Дмитрий Фурманов - Том 5. Путь к большевизму
Теперь мне приходится работать во многих организациях, по многим вопросам, до которых прежде страшно и жутко было касаться: тут и библиотечное дело, и курсы, и просветительная комиссия, и общество грамотности, и рабочий клуб, и кружок пропагандистов. Особенно по сердцу именно эта последняя работа — работа пропагандистская. Я впервые увидел, что могу стройно, уверенно, а порою и жарко, передавать свои мысли, верования и надежды. Я видел многих на этом поприще неуверенными, неподготовленными, слабыми. А их авторитет непоколебим… И разом явилось сознание, что в новой области каждому необходимо начинать с азов, что стыдиться тут нечего, что больше надо верить, чем сомневаться и проч. и проч. Эти простые мысли как-то прежде не приходили на ум. А теперь они меня подняли, утвердили, дали жизнь…
Теперь и то бесконечно дорогое, то единое и светлое в жизни, — литературное творчество, — теперь и оно как-то стало ближе, стало понятнее, осуществимее, достижимее… Я, наконец, поверил в себя… Эта великая революция создала во мне психологический перелом. Она зажгла передо мною новое солнце, она дала мне свободные, могучие крылья… Многого еще я не знаю, ко многому только стремлюсь, но это уж не убивает меня, не заставляет опускать беспомощно руки. Я вижу, что и многие другие так же беспомощны, как я, что они так же горят одним лишь желанием, при скудости содержания… горят — и что-то совершают… Я с ними… Я тоже что-то делаю, я тоже кому-то помогаю, облегчаю движение чему-то огромному, светлому. Радость такого сознания безмерна и неповторяема.

______________________________

ЗАДАНИЕ 1:
Пожалуйста, перепишите без изменений строки записей, начиная со строки с "Could you outline where the white embroidered" и до строки с "(70, 48), (80, 54)" включительно.
Отрывок и записи взяты из разных источников.

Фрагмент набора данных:

______________________________

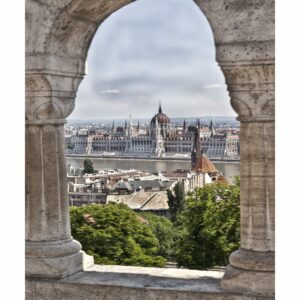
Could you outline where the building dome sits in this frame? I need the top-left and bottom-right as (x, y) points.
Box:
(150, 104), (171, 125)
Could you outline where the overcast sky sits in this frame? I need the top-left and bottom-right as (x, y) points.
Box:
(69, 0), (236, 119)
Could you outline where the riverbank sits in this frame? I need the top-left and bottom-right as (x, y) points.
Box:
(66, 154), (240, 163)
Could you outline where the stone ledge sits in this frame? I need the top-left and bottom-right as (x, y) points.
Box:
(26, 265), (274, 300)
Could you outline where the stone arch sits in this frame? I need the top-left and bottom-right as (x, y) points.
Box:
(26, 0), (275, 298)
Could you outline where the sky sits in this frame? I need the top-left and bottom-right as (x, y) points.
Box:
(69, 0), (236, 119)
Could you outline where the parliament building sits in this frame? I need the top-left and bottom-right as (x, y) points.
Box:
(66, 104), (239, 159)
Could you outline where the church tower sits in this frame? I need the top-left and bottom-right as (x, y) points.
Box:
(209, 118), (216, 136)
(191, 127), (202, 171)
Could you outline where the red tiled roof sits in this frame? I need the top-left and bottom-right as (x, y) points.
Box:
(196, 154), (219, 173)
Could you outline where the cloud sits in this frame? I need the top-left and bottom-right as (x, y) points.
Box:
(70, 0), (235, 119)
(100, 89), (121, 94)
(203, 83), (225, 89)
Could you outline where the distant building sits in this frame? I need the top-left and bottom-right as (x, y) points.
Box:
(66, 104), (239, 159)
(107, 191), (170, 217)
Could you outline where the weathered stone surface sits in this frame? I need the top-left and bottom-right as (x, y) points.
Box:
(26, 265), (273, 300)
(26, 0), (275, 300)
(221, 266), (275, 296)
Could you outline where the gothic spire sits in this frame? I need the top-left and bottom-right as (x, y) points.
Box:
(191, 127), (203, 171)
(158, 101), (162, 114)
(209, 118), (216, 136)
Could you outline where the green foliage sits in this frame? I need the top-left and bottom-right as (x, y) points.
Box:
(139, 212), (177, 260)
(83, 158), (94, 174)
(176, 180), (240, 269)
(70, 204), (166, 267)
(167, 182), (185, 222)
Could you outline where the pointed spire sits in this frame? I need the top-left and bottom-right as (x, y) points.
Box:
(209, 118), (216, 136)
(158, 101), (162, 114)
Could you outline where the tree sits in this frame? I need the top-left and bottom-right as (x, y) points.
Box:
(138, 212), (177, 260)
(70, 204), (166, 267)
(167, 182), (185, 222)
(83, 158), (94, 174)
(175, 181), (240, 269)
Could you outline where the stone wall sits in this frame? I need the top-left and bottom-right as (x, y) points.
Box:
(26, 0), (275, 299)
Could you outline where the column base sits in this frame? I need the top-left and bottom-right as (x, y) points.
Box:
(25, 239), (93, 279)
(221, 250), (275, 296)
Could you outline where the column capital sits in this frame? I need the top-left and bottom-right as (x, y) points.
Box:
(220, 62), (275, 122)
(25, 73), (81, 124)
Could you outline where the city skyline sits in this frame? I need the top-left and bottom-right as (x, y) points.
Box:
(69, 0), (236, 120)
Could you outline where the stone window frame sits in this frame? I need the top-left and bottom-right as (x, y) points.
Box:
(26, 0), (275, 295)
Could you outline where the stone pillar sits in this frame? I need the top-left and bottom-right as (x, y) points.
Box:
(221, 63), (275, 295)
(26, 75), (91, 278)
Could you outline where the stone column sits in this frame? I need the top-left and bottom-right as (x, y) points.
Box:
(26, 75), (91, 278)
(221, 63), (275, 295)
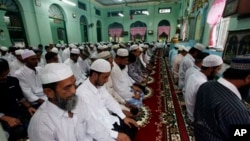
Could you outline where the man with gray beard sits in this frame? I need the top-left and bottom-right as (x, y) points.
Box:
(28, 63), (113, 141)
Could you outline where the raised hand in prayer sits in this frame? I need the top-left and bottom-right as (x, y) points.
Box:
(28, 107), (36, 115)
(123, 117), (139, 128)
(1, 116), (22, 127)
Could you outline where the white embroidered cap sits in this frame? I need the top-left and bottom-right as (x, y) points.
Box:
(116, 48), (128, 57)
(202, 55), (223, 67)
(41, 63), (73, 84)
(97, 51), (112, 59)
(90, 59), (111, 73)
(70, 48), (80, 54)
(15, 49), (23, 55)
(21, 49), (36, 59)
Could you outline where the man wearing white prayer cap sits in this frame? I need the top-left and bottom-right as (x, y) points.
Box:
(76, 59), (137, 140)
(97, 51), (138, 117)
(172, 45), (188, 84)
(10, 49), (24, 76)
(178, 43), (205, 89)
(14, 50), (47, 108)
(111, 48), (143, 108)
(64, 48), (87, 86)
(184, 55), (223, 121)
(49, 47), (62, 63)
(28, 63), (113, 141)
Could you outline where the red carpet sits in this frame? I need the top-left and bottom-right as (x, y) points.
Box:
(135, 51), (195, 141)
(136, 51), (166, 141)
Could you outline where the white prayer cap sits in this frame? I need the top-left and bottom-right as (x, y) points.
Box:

______________________________

ЗАДАНИЕ 2:
Изложите короче абзац отрывка, который начинается словами «Теперь и то бесконечно дорогое», сохранив его главные мысли.

ПОЛНЫЙ ОТВЕТ 1:
Could you outline where the white embroidered cap sits in this frame? I need the top-left and bottom-right as (x, y) points.
Box:
(116, 48), (128, 57)
(202, 55), (223, 67)
(41, 63), (73, 84)
(97, 51), (112, 59)
(90, 59), (111, 73)
(70, 48), (80, 54)

ПОЛНЫЙ ОТВЕТ 2:
Литературное творчество стало мне ближе, понятнее и достижимее: я наконец поверил в себя. Революция произвела во мне психологический перелом, зажгла новое солнце и дала крылья. Я многого ещё не знаю, но это уже не опускает мне руки. Многие другие так же беспомощны, но горят желанием и что-то совершают. Я с ними, тоже помогаю чему-то огромному и светлому, и радость от этого безмерна.